WHAT NEEDS TO BE DONE: Copy only what runs from the line containing "Practice. Pick out the dog's neck" through the end of the material below, line for line, with both ends included.

SOURCE RECORDS:
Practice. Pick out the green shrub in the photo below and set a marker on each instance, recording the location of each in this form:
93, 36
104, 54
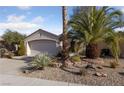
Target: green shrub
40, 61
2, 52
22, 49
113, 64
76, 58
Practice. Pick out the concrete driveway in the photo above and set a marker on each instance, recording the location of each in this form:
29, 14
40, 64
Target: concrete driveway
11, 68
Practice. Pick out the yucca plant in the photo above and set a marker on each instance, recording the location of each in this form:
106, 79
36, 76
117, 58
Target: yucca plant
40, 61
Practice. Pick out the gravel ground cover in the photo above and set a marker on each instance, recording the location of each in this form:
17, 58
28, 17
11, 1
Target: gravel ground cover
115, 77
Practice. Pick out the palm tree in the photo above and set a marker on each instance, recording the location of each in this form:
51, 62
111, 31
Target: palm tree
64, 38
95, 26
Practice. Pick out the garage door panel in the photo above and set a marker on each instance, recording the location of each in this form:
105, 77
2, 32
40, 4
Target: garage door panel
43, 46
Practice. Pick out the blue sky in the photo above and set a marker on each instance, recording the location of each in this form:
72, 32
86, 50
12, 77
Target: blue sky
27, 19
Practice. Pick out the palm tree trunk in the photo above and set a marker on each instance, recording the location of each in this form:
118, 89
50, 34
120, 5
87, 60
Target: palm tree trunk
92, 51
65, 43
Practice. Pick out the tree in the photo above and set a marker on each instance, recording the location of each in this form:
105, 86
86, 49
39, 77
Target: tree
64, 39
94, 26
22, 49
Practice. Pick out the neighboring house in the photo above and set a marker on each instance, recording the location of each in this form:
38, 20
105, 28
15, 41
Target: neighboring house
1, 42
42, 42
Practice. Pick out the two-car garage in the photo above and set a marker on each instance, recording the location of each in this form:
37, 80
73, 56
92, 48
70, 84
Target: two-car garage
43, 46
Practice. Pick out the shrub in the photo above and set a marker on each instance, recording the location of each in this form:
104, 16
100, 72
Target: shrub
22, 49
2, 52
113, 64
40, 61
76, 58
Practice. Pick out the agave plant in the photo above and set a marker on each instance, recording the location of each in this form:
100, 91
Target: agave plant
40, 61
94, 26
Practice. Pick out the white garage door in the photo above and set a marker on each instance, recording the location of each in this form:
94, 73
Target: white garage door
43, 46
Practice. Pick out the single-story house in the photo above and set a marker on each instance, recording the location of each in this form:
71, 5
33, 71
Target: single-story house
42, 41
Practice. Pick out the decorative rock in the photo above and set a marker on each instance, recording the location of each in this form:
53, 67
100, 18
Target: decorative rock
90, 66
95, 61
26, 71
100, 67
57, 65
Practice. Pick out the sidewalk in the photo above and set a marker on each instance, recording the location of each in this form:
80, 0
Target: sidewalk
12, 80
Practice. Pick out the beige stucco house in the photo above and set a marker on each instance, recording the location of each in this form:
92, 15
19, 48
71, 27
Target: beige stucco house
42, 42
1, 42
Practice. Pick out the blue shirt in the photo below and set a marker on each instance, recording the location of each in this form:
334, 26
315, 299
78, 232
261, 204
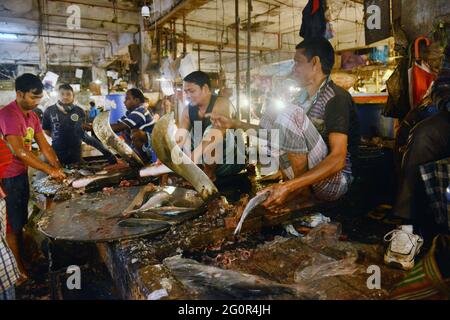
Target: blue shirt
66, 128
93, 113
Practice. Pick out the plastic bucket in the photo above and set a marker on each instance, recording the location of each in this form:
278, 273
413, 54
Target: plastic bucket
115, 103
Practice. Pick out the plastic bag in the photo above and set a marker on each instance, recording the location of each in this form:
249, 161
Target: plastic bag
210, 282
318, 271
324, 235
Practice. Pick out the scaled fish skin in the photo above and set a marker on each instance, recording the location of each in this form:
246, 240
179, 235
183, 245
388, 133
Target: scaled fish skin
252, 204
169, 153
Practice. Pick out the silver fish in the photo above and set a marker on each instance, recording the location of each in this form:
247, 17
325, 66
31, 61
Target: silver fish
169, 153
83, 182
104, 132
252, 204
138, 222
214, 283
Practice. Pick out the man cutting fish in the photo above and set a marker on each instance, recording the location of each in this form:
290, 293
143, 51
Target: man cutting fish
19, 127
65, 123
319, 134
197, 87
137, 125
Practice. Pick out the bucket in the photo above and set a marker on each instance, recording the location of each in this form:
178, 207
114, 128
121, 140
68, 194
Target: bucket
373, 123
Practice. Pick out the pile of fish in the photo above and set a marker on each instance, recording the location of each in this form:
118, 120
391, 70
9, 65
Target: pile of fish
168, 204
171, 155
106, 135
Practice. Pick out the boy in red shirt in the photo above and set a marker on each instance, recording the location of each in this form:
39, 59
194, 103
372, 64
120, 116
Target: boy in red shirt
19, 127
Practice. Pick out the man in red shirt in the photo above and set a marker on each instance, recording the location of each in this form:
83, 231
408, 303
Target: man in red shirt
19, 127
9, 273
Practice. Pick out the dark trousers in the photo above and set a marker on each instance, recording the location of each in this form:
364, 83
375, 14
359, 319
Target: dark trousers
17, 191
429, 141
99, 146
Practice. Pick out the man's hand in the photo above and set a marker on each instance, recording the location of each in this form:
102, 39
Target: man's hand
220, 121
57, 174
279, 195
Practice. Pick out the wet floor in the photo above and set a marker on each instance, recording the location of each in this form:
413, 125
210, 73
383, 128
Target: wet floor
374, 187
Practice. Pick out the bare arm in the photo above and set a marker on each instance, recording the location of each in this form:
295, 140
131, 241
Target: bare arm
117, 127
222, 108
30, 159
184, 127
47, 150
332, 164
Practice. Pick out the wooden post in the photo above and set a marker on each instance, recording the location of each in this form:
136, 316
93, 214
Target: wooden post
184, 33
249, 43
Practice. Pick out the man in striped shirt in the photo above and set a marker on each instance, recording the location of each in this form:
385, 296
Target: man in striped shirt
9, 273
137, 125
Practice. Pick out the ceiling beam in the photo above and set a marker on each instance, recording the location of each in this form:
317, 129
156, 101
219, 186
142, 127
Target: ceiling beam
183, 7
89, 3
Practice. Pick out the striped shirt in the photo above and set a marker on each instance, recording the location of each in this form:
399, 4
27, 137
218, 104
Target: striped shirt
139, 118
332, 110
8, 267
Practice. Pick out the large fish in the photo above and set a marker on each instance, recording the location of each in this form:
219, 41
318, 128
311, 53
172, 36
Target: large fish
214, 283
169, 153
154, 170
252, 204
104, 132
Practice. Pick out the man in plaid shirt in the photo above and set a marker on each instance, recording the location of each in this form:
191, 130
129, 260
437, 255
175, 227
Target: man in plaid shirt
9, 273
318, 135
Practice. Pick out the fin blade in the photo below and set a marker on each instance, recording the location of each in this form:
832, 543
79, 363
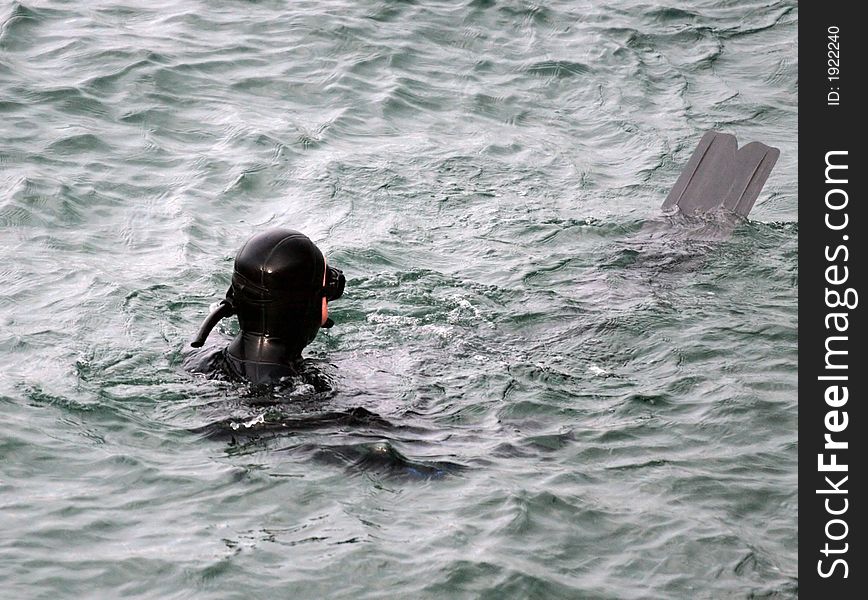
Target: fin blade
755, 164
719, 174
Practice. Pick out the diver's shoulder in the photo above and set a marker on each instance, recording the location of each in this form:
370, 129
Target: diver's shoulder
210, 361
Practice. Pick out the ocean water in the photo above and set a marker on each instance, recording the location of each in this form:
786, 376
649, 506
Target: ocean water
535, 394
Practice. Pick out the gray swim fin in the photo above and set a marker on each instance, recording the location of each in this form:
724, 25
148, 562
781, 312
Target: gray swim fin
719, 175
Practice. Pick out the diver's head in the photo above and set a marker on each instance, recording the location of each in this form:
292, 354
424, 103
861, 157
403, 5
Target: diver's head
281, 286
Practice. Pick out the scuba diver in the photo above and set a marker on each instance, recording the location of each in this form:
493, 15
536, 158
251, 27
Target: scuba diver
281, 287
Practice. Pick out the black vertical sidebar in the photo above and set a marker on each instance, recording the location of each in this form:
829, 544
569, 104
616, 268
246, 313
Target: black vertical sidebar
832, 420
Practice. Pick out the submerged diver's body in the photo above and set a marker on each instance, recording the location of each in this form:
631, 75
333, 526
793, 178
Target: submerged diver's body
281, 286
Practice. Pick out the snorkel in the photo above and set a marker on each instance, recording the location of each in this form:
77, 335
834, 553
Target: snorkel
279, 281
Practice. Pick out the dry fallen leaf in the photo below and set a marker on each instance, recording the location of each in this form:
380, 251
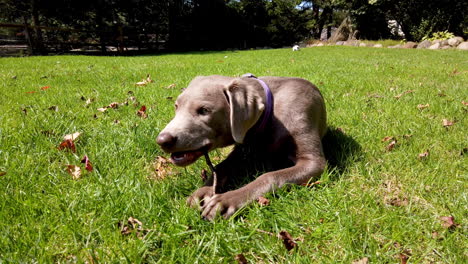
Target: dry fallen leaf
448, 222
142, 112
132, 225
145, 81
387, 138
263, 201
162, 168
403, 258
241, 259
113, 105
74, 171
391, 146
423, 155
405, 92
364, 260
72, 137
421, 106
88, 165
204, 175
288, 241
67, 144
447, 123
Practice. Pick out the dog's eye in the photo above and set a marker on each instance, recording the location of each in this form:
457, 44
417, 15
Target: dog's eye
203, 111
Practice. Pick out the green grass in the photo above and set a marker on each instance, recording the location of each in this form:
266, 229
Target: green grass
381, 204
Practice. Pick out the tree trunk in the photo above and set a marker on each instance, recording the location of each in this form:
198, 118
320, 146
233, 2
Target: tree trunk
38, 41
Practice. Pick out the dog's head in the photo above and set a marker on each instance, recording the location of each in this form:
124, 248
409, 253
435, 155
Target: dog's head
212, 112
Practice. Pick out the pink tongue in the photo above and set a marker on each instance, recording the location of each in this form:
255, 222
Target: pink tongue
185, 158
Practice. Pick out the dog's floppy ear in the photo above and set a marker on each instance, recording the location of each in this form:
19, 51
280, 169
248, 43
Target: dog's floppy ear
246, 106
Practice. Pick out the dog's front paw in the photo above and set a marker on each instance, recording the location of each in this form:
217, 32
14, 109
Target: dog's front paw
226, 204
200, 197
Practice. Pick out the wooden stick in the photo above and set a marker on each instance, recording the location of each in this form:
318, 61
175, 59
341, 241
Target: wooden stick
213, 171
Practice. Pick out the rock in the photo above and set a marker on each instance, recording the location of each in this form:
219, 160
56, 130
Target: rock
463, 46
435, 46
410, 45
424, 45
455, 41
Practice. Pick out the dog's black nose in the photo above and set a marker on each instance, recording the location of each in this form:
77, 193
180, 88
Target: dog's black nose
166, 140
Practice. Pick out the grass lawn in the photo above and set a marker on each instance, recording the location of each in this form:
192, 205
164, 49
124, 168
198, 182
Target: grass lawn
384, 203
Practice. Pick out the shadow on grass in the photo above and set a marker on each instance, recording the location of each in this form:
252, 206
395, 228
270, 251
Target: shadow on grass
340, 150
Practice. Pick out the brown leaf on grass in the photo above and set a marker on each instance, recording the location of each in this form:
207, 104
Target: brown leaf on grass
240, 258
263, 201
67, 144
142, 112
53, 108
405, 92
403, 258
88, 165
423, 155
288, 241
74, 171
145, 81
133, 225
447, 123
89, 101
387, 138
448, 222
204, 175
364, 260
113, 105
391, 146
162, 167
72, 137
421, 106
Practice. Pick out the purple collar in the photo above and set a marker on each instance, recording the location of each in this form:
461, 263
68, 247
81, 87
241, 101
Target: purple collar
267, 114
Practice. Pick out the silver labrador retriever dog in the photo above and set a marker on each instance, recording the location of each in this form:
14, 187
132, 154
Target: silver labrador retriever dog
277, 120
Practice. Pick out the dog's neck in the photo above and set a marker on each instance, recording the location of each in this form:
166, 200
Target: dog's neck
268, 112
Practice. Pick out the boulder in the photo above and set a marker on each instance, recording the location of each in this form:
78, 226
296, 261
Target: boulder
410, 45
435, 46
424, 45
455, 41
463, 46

YOUR RESPONSE:
Practice. Pick out the dog's neck in the photo above and set a marker on each instance, recording the location of each in this form:
166, 200
Target: dog's neck
268, 112
Practice. Pick out the boulder in the photo above and set a marker on each instance, recording the location of each in this form:
78, 226
296, 261
Target: boulder
410, 45
435, 46
424, 45
455, 41
463, 46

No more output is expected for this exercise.